# START OF Data to use

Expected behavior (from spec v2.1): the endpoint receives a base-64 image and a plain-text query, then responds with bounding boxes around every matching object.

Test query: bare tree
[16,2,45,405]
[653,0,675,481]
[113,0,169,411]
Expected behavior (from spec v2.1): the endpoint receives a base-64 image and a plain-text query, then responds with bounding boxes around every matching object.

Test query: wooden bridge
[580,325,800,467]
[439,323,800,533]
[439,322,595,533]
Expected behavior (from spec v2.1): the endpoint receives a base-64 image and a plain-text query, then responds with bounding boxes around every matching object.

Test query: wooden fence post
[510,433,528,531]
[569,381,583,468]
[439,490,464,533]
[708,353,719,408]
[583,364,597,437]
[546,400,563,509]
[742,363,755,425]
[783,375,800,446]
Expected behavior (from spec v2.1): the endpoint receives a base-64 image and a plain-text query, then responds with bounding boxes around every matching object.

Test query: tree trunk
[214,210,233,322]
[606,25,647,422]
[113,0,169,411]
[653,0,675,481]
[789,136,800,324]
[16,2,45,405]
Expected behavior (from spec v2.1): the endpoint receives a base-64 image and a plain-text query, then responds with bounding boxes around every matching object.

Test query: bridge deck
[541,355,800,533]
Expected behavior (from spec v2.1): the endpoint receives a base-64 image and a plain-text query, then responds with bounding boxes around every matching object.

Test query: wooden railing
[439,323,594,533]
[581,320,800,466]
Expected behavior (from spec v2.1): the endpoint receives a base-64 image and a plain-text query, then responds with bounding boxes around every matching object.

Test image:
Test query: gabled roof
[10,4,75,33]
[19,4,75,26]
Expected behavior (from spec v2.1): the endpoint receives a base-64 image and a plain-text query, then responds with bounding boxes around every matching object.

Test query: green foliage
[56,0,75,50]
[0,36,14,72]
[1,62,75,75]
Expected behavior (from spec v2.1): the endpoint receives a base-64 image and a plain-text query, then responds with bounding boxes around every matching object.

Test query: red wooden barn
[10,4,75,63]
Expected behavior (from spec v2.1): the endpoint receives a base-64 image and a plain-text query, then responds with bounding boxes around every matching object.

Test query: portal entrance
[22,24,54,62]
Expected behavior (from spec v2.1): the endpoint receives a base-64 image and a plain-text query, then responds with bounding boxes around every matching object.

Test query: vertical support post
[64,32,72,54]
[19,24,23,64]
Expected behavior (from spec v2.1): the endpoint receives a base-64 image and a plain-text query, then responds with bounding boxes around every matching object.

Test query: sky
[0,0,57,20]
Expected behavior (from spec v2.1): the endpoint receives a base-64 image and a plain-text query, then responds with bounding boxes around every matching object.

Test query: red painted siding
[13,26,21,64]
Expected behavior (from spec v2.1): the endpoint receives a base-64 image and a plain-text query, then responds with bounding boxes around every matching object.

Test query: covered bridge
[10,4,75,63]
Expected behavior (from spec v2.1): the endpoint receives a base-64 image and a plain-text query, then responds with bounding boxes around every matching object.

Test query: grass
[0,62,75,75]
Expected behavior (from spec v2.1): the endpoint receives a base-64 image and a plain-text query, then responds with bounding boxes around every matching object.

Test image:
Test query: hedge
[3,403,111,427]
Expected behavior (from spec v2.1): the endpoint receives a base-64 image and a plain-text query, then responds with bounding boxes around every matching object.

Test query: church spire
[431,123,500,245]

# END OF Data to use

=== Instructions to follow ===
Reproduce only the lines from the start of the records through the line containing "[439,322,595,533]", inclusive, with the requests kept in place. Multiply each bounding-box coordinate in the answers by 0.4 and round to whole numbers, with halves rounded up, and leave every other number unchanged.

=== Solution to the exercise ===
Expected behavior (from spec v2.1): the endpoint receives a base-64 image and a plain-text query, then responds with bounding boxes around every matching object.

Test query: bare tree
[6,1,18,162]
[261,0,270,192]
[45,0,68,164]
Expected behavior (from spec v2.1): the endpoint receives a base-64 image and a plain-text query, then responds with bounding boxes around every matching object.

Test query: wooden bridge
[232,130,320,187]
[176,129,320,213]
[176,129,238,213]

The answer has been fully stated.